_Things to do_:
1. In the text below about gaming addiction, which edition of the International Classification of Diseases will include the condition "gaming disorder"?
2. Quote the passage of the gaming addiction text below that begins at the words "Gaming addiction is" and stops after "in the future.".

_Extract_:
Gaming addiction

Gaming addiction

Gaming addiction is to be listed as a mental health condition for the first time by the World Health Organisation (WHO).

The 11th edition of the International Classification of Diseases (ICD) will include the condition "gaming disorder".

Please take note that in our South African environment ICD-11 is not in use and is only currenlty in its draft form at the World Health Organisation. The Department of Health will give ample notice should it need to be integrated in our healthcare system at some time in the future.

The International Classification of Disease (ICD) is the basis for identification of health trends and statistics globally and the international standard of reporting diseases and health conditions.

The inclusion of a disorder in the ICD is a consideration which countries and communities take into account when planning public health stratergies and monitoring trends of disorders.

_Dataset excerpts_:
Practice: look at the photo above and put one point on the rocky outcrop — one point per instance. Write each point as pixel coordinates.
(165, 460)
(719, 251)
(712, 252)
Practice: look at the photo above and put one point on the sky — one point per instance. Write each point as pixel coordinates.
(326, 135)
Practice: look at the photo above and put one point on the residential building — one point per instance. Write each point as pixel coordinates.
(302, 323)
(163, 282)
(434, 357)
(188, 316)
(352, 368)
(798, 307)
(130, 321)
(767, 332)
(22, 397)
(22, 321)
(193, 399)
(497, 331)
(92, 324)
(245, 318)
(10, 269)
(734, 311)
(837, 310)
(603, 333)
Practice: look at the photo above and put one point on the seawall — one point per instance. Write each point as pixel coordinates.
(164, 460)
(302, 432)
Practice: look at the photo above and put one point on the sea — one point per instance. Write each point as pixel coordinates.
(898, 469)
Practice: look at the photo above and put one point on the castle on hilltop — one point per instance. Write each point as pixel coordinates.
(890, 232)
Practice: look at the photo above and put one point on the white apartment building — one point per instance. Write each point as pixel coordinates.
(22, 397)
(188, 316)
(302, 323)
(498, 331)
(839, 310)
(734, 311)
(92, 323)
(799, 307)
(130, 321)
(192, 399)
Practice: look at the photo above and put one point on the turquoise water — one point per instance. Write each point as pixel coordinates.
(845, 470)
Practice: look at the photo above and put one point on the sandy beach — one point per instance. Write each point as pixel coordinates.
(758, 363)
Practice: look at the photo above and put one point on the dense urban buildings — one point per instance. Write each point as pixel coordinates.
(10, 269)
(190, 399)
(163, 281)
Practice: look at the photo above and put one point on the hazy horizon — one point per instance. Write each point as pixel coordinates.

_Answers for each item_:
1. The 11th edition

2.
Gaming addiction is to be listed as a mental health condition for the first time by the World Health Organisation (WHO).

The 11th edition of the International Classification of Diseases (ICD) will include the condition "gaming disorder".

Please take note that in our South African environment ICD-11 is not in use and is only currenlty in its draft form at the World Health Organisation. The Department of Health will give ample notice should it need to be integrated in our healthcare system at some time in the future.